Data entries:
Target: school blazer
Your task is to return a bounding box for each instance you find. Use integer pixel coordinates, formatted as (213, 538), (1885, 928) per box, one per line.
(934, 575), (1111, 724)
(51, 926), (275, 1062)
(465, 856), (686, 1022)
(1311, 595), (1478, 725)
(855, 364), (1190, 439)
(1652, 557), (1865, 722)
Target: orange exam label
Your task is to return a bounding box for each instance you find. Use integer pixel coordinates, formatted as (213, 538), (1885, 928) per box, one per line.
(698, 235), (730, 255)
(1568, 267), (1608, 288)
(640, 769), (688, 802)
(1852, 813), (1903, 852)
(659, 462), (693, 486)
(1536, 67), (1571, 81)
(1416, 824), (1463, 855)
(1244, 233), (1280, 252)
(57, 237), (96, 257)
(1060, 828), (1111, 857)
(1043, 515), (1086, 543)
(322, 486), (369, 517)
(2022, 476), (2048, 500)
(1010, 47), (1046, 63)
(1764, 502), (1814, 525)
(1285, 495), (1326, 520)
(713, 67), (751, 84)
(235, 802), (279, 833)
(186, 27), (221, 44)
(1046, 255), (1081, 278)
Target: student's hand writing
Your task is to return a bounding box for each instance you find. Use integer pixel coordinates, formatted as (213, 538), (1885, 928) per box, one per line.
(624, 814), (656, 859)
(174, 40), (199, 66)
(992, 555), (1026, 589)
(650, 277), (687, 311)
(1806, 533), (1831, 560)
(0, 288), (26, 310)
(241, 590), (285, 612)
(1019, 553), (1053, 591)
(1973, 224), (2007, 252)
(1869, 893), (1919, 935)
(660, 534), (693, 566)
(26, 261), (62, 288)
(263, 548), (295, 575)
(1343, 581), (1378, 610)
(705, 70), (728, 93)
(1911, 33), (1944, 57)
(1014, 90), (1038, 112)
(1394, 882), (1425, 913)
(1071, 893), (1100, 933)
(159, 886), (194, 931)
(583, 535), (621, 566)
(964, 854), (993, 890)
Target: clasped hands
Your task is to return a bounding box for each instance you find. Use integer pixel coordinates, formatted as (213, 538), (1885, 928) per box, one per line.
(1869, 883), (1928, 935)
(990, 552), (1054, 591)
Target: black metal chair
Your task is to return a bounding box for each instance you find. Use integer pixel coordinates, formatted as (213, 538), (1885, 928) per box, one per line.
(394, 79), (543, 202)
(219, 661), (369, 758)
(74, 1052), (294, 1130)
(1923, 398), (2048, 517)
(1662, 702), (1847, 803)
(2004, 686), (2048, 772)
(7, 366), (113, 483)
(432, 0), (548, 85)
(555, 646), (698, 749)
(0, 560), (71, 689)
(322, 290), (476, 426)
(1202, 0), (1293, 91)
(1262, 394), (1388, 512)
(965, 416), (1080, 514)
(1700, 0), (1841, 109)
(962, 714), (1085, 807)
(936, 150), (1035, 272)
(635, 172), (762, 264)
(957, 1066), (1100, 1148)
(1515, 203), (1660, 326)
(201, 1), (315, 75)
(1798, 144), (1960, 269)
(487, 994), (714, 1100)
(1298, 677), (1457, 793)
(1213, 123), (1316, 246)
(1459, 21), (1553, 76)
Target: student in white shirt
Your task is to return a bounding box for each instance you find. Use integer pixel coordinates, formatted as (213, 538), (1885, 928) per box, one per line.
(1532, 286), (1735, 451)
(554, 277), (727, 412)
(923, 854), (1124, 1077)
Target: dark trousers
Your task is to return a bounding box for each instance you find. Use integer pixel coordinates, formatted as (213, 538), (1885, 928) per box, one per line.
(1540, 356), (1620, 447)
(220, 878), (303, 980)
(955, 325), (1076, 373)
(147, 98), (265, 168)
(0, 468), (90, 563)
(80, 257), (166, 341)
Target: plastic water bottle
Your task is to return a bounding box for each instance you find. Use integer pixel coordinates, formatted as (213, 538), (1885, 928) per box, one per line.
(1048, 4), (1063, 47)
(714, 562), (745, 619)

• _EXERCISE REQUIREMENTS_
Would you please give all of the records again exactly as they stand?

• _EXERCISE SOLUTION_
Target: school blazer
Your task is to return a bounding box for each instance you find. Use integer pixel coordinates, formatted as (213, 538), (1885, 928) per box, one per line.
(934, 575), (1111, 724)
(51, 926), (275, 1062)
(465, 856), (686, 1022)
(1311, 595), (1478, 725)
(855, 364), (1190, 439)
(1652, 557), (1865, 722)
Target: orange exam label
Your task is to return a bounding box for each instance you find. Use integer pixel coordinates, formatted as (213, 538), (1885, 928) per box, one per line.
(698, 235), (730, 255)
(1568, 267), (1608, 288)
(640, 769), (688, 802)
(1852, 813), (1903, 852)
(659, 462), (693, 486)
(1536, 67), (1571, 81)
(1416, 824), (1463, 855)
(1244, 233), (1280, 252)
(57, 237), (96, 257)
(1060, 828), (1111, 857)
(1043, 515), (1086, 543)
(322, 486), (369, 517)
(2022, 476), (2048, 500)
(1010, 47), (1046, 63)
(1764, 502), (1814, 525)
(1285, 495), (1326, 520)
(713, 67), (751, 84)
(235, 802), (279, 833)
(186, 27), (221, 44)
(1046, 255), (1081, 278)
Target: student's hand writing
Your task is to return a bounding box for each instance you find. Use integer pixel coordinates, formatted as (213, 538), (1885, 928) per box, one per line.
(624, 814), (656, 859)
(174, 40), (199, 66)
(992, 555), (1026, 589)
(650, 277), (687, 311)
(1806, 533), (1831, 560)
(0, 288), (26, 310)
(241, 590), (285, 612)
(1019, 553), (1053, 591)
(1973, 224), (2007, 252)
(1869, 893), (1919, 935)
(660, 534), (693, 566)
(26, 261), (62, 288)
(263, 548), (295, 575)
(1343, 581), (1378, 610)
(705, 70), (728, 93)
(1911, 33), (1944, 57)
(1014, 90), (1038, 112)
(1394, 882), (1425, 913)
(1071, 893), (1100, 933)
(159, 886), (194, 931)
(583, 535), (621, 566)
(964, 854), (993, 890)
Target: clasped hands
Your task is to return a bounding box for each instance you find. Use integer pixel coordinates, formatted as (213, 538), (1885, 928) per box, one per line.
(1869, 883), (1928, 935)
(990, 552), (1054, 591)
Target: black metal chair
Your task is to return a bounding box for each instance you find. Use integer pixel coordinates, formatted as (213, 538), (1885, 928) per box, one per line.
(394, 79), (543, 202)
(219, 661), (369, 758)
(74, 1052), (294, 1130)
(1923, 398), (2048, 517)
(1662, 702), (1847, 803)
(2004, 686), (2048, 772)
(7, 366), (113, 483)
(432, 0), (548, 85)
(555, 646), (698, 749)
(0, 560), (71, 689)
(322, 290), (476, 426)
(1202, 0), (1293, 91)
(1262, 394), (1388, 512)
(965, 416), (1080, 514)
(1700, 0), (1841, 109)
(962, 714), (1085, 807)
(936, 150), (1035, 272)
(635, 172), (762, 264)
(957, 1066), (1100, 1148)
(1515, 203), (1660, 326)
(201, 1), (315, 75)
(1798, 144), (1960, 269)
(487, 994), (714, 1100)
(1298, 677), (1457, 793)
(1213, 123), (1316, 246)
(1459, 21), (1553, 76)
Target: student in white shirt
Your task is to return a bounding box for each instance you find. Use integer pixel coordinates, formatted as (213, 538), (1885, 928) per box, one per line.
(1532, 286), (1735, 451)
(554, 277), (727, 412)
(923, 854), (1124, 1077)
Target: dark trousers
Your task is to return a bounding box for each instance you find. Use integer pixel coordinates, formatted as (213, 538), (1885, 928) per box, one per line.
(1540, 356), (1620, 447)
(220, 878), (303, 980)
(955, 325), (1076, 373)
(147, 98), (265, 168)
(0, 468), (90, 563)
(80, 257), (166, 341)
Target: plastic water bottle
Your task is to return a bounding box for each instance you find. Use integer pixel coordinates, formatted as (213, 538), (1885, 928) per box, one per line.
(1048, 4), (1063, 47)
(714, 562), (745, 619)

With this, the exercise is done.